▶ _YOUR INSTRUCTIONS_
When a line of the material has the word "instance" in it, copy that line.

▶ _PROVIDED RECORDS_
——
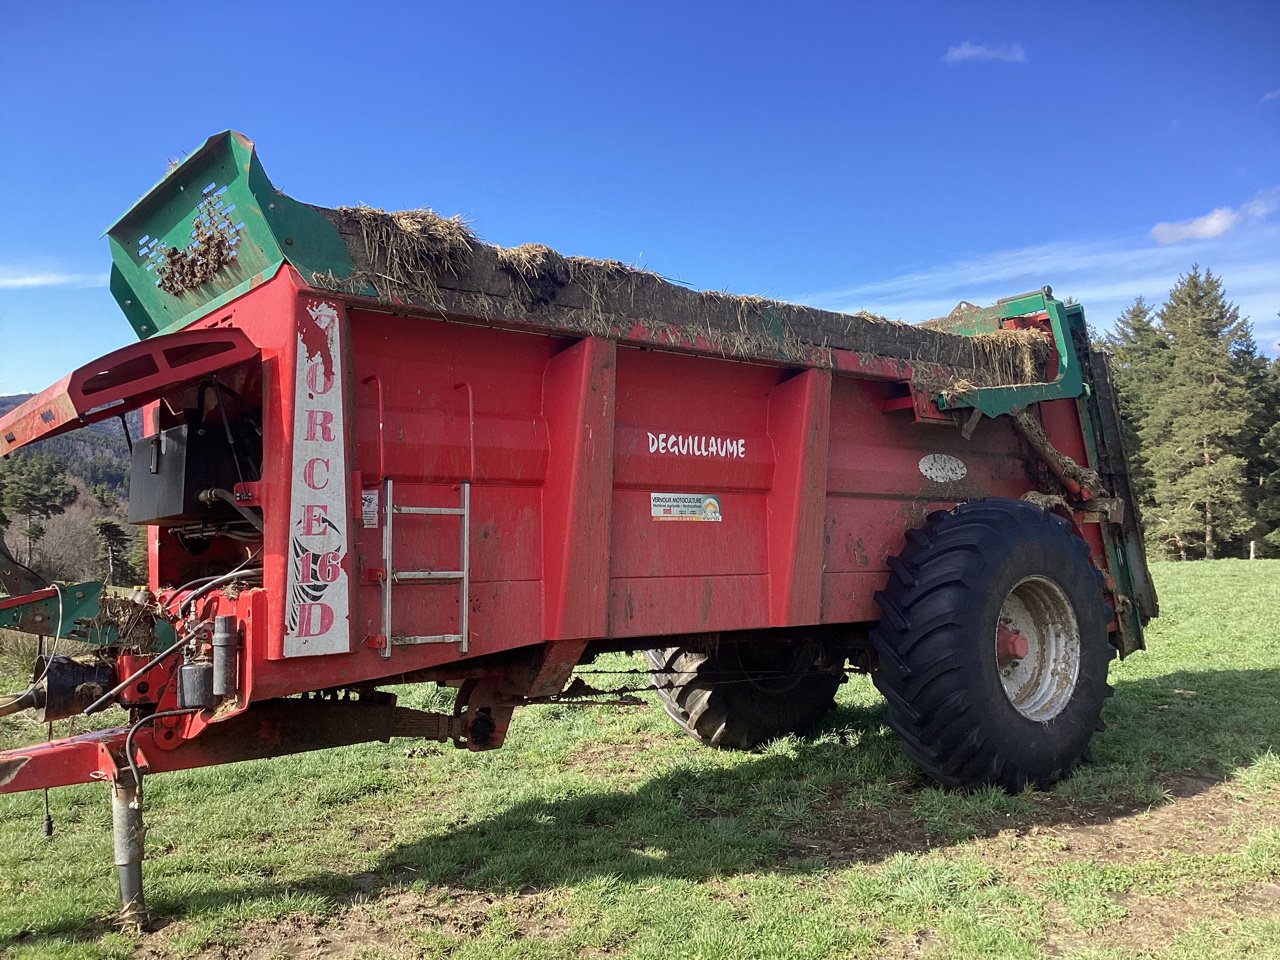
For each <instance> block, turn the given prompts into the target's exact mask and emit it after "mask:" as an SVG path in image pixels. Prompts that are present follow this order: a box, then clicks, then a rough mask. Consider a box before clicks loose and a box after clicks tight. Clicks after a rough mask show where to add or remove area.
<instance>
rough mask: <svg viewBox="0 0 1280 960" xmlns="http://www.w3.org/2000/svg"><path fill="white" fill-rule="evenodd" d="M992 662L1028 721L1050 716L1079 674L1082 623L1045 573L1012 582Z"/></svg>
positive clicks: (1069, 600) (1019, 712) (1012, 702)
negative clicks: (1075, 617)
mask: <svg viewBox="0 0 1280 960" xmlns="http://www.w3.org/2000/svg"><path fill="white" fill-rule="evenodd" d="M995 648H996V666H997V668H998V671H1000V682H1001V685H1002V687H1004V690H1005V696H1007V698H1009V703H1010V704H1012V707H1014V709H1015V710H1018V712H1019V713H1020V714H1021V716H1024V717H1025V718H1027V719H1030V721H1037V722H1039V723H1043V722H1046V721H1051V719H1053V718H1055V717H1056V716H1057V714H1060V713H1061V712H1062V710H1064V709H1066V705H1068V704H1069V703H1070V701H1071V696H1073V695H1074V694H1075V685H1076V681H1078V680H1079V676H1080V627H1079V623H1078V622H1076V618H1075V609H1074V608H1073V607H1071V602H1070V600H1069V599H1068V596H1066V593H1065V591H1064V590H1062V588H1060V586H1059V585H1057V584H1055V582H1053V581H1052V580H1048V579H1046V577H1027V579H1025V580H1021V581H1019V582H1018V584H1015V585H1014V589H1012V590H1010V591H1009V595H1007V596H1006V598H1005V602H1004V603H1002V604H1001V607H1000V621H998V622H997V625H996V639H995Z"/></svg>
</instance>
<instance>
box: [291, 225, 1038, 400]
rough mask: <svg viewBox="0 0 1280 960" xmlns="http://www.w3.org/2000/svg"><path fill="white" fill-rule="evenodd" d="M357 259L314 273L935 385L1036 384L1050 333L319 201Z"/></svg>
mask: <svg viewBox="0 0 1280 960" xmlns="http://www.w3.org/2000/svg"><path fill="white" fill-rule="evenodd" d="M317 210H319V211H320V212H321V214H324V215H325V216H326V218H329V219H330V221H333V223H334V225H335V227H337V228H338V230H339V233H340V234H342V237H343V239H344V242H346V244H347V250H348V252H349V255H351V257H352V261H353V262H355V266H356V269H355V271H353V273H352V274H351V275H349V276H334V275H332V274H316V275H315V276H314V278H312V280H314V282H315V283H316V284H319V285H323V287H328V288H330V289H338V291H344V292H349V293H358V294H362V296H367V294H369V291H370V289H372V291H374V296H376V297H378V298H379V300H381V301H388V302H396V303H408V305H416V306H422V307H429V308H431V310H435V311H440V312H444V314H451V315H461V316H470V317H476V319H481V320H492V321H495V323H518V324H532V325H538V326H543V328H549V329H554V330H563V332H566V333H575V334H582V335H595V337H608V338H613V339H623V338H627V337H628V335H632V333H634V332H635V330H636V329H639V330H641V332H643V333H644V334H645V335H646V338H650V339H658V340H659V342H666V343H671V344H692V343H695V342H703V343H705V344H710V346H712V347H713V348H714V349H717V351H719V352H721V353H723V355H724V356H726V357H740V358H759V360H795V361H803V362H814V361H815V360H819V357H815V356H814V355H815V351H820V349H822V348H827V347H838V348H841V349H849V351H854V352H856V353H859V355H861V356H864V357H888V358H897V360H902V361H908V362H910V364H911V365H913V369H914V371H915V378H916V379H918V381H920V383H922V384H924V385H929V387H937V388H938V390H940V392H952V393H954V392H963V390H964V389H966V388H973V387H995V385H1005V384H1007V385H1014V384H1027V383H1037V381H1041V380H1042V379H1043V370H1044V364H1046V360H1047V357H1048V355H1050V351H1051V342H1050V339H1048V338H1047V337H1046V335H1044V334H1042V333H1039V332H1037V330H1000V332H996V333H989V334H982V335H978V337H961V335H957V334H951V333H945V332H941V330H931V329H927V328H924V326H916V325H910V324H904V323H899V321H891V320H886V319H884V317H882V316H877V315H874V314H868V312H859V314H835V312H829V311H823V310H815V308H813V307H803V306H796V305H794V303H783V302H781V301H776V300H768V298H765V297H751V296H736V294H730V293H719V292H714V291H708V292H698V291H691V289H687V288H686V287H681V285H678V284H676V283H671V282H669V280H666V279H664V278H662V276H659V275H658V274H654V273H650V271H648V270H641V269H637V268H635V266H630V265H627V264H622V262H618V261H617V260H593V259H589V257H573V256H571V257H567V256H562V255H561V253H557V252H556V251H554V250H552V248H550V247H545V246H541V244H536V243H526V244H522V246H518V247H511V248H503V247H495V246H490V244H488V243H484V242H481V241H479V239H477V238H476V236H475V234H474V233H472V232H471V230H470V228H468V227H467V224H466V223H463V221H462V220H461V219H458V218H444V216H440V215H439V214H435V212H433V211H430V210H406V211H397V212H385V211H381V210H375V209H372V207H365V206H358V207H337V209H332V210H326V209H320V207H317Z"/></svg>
——
▶ _YOUR RESPONSE_
For each <instance> block, turn the given prompts into the target's exact mask and emit it after "mask:" as an SVG path in image pixels. Prompts that are present follow this order: a box, then clicks, then a rough mask. Consider a box before clicks loose and a box after clicks tight. Clicks after a rough mask show where to add or remove area.
<instance>
</instance>
<instance>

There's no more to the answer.